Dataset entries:
- - -

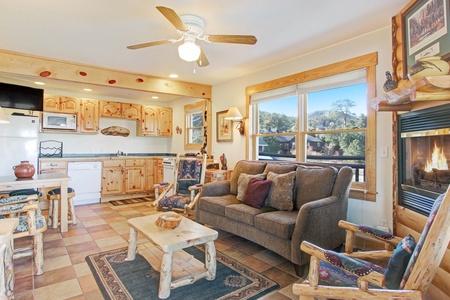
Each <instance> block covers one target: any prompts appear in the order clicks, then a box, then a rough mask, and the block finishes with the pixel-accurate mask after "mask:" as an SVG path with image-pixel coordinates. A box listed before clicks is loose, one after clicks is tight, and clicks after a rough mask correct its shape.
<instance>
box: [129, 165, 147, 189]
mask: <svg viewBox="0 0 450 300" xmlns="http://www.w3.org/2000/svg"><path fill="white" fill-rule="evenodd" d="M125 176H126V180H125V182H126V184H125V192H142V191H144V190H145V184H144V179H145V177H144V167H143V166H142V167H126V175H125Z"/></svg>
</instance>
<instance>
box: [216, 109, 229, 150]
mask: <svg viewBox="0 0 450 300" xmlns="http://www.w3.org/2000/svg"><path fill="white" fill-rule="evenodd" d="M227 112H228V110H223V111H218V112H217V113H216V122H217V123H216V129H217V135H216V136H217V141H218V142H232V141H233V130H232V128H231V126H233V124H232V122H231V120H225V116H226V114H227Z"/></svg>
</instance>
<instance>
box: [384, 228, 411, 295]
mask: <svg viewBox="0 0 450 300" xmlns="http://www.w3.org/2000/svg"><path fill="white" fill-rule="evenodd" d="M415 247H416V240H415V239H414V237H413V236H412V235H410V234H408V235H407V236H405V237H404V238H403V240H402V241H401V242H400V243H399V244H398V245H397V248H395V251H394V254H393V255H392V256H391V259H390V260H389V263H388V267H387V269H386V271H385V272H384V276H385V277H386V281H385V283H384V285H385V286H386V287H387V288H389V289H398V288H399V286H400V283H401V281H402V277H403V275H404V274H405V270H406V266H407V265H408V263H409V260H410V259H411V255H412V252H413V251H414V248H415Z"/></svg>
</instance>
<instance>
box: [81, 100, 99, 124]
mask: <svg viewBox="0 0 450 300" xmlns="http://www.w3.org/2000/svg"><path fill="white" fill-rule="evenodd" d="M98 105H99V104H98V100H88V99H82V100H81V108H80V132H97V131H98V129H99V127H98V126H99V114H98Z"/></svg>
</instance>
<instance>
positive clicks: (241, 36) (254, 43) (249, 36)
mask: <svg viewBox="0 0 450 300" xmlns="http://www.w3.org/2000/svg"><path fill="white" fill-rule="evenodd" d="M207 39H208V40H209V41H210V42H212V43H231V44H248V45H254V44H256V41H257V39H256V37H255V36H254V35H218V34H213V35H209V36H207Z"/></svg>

- - -

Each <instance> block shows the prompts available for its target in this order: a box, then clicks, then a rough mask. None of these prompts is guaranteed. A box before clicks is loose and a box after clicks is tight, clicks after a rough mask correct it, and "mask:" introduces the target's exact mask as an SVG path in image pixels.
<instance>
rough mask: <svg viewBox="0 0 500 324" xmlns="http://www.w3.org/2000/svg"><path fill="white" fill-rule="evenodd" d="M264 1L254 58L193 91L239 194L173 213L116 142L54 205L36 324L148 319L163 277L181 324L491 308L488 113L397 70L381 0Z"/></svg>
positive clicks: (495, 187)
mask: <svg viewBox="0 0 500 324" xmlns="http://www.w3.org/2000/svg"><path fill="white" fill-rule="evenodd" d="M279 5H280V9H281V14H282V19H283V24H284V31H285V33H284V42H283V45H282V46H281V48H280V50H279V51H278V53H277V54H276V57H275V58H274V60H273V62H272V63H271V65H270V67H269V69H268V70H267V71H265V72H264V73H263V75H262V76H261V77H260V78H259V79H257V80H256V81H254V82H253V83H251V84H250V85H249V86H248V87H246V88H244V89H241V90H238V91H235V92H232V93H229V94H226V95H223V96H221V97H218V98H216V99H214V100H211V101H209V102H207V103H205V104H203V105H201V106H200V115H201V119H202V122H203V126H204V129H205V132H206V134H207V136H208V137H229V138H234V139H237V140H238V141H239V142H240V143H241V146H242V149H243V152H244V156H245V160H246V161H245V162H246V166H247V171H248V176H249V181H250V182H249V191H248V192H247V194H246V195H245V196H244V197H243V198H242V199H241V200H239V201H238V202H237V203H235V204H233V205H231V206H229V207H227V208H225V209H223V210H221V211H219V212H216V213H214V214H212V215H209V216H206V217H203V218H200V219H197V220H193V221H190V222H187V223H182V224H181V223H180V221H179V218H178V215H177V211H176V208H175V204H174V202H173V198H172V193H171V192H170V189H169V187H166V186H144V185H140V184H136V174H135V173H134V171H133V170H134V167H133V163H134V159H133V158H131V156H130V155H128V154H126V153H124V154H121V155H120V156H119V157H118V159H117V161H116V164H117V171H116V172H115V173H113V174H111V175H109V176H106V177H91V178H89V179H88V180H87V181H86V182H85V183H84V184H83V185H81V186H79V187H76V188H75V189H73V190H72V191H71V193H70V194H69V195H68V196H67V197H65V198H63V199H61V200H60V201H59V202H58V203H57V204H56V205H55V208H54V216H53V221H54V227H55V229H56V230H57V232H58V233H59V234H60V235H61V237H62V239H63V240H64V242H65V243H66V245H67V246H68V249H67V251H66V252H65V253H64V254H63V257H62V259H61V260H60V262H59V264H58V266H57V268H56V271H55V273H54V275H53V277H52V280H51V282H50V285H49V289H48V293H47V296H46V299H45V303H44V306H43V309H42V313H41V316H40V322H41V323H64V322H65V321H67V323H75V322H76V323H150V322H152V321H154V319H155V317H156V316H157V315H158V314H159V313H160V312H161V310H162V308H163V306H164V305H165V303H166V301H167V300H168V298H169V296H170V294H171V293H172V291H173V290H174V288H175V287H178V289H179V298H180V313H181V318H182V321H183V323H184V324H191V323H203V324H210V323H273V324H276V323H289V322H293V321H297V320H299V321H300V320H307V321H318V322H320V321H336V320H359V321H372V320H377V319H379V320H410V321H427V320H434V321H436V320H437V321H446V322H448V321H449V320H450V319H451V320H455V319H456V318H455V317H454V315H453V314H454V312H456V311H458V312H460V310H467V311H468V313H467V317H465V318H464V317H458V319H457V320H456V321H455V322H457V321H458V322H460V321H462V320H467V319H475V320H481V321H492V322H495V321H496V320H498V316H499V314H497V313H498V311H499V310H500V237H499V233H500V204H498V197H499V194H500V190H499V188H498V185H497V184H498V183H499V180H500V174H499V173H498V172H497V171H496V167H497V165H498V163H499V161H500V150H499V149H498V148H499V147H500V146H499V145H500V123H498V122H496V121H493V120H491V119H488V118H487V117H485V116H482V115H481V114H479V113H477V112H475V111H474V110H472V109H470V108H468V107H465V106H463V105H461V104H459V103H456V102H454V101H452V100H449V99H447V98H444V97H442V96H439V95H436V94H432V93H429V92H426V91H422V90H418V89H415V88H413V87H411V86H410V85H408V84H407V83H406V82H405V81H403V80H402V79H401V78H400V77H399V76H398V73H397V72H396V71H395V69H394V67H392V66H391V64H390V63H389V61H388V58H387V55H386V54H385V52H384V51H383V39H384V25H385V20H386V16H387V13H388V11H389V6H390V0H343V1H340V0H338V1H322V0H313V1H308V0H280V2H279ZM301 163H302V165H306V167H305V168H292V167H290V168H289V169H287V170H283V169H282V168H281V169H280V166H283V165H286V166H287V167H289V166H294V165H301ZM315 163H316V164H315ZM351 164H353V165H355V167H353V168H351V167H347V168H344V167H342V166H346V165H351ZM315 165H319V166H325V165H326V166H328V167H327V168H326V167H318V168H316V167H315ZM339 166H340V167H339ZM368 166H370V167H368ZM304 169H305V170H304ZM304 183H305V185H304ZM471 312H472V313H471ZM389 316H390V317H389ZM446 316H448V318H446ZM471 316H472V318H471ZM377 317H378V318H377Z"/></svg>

- - -

Task prompt: Pick out every line of the rows above that contains the string "positive", matching case exactly.

Written reply:
positive clicks: (241, 36) (254, 43) (249, 36)
positive clicks: (495, 187)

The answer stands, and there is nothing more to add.